In the forum thread below, rewrite everything from "RAM usage on" down to "snappy and quick.", substituting "responsive" for "snappy".

Passage shown
════════

My assumption is that the stats are off....
 

IceStormNG

macrumors 6502a
Sep 23, 2020
517
676
I doubt the stats are off. That's what is reported by the smart of the disk. I also have the 16". And my one also had like a TB or so of usage right after setting it up.

It could be that they wrote the full disk once for testing purpose. Which is a round 3.84TiB for a 4TB disk.
 

KDPlazed

macrumors newbie
Mar 17, 2021
26
11
OK guess - but (based on size and timing) that could probably be the macOS 11.4 update being streamed and unpackaged or based on the appearance of com.apple.mobilesoftwareupdate ditto for an IOS or iPadOS update?
Yeah it was. Apparently my Mac decided to download the 11.4 update while I was working.
 

drdudj

macrumors regular
Mar 7, 2021
149
131
Oregon
If I look at my new MacBook 16 I received today I get
SMART/Health Information (NVMe Log 0x02)
Critical Warning: 0x00
Temperature: 35 Celsius
Available Spare: 100%
Available Spare Threshold: 99%
Percentage Used: 0%
Data Units Read: 4,129,182 [2.11 TB]
Data Units Written: 7,706,177 [3.94 TB]
Host Read Commands: 32,807,784
Host Write Commands: 28,353,991
Controller Busy Time: 0
Power Cycles: 231
Power On Hours: 13
Unsafe Shutdowns: 35
Media and Data Integrity Errors: 0
Error Information Log Entries: 0


The SSD according to smartctl has been up for 13 hrs now and has a total write of nearly 4 TB, that makes - in the 12 hr lifetime - 300+ GBps per hour.

Impossible to achieve, roughly a write rate of 44 Gbps? Or am I wrong?
maybe i'm missing something? but if this is "fresh out of the box" isn't the power cycle count at 231 a concern? and what about the 35 unsafe shutdowns?
 

thingstoponder

macrumors 6502a
Oct 23, 2014
916
1,100
sorry, I should have more clearer.

Performance will be the same, the M1 did not get slower but now swapping occurs less.

You see before 11.4 kernel_task was writing so much to the disk for no reason. Apple fixed that and also fixed the usage of excessive swap.

RAM usage on 11.4 will we like the intel models(i.e disk writes will be lower and swap will be normal and not crazy high). Don't worry the M1 performance is not impacted. The system will still feel snappy and quick.

As for memory pressure, well for normal tasks(web browsing, zoom, emails) 8GB is fine but heavy tasks like video editing or having a lot of apps open its best to opt for 16GB.

TLDR: 11.4 has better disk and RAM management. M1 performance is the same.
Thank you!

I remember when the M1 Macs first came out a lot of reviewers talked about how 8GB seems to be much more than on Intel Macs. Do you think it was just because this bug wasn’t reporting memory pressure correctly?

════════

[Dataset records about object locations]
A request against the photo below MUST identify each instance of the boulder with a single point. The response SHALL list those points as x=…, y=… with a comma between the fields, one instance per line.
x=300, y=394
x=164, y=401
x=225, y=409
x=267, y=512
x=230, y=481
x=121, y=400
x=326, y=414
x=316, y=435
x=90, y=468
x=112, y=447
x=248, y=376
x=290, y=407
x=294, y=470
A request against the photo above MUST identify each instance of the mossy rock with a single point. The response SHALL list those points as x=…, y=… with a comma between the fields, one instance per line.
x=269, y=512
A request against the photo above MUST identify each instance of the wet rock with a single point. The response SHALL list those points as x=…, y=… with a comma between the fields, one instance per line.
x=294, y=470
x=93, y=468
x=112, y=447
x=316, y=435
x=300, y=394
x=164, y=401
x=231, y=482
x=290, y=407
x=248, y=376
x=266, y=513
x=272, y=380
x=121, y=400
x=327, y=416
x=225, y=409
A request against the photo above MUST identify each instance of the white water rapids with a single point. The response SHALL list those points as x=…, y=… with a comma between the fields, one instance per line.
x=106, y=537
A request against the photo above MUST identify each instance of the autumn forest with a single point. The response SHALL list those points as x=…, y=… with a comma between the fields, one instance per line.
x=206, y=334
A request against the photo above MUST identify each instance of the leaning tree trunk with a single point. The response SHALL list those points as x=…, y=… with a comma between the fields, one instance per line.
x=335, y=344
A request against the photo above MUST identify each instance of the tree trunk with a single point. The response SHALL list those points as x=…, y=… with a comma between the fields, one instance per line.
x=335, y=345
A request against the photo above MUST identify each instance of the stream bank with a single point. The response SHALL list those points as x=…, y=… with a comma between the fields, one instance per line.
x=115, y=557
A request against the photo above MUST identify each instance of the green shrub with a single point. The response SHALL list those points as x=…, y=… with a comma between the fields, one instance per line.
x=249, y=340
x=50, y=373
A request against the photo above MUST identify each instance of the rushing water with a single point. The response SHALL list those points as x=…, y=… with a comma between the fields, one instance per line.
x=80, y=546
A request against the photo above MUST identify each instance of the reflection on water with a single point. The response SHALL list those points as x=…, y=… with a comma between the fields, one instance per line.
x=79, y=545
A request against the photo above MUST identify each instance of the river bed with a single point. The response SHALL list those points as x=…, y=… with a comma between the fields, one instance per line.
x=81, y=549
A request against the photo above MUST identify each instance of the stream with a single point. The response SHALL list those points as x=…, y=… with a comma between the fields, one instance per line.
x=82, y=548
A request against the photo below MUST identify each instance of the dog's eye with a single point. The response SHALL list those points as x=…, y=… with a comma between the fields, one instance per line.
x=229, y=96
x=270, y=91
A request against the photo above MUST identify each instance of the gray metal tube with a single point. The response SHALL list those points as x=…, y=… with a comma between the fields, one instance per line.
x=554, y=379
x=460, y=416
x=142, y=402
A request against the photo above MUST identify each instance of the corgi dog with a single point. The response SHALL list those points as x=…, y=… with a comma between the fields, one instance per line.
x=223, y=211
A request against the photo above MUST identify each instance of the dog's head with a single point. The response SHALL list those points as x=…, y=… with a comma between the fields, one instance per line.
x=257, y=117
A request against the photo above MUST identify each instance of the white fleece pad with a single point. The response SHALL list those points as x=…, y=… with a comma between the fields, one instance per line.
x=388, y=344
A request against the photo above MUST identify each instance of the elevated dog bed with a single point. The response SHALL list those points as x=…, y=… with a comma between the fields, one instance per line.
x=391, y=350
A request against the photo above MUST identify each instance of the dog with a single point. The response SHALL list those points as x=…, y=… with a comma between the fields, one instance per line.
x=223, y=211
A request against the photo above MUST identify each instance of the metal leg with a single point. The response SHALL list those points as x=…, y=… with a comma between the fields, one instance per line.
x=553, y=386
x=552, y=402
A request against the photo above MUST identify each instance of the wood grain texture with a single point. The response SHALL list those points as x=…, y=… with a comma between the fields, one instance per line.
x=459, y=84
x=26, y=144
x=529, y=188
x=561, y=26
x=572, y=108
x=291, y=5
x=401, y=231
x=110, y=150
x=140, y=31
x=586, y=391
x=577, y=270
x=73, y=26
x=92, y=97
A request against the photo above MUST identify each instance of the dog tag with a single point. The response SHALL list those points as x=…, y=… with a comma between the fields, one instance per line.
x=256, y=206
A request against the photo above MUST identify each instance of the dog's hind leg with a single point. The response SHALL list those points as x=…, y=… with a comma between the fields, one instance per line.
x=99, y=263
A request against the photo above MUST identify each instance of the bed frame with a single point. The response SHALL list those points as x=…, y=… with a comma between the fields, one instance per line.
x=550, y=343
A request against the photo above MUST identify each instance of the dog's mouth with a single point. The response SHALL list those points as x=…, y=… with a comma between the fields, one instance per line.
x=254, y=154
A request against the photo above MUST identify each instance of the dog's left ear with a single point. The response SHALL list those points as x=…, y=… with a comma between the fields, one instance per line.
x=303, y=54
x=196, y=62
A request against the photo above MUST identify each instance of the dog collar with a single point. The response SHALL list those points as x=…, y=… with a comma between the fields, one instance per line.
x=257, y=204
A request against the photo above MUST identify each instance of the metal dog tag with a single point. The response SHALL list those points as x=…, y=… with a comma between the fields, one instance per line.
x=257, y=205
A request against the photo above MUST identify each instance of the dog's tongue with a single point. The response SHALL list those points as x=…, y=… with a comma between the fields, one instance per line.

════════

Complete answer
RAM usage on 11.4 will we like the intel models(i.e disk writes will be lower and swap will be normal and not crazy high). Don't worry the M1 performance is not impacted. The system will still feel responsive and quick.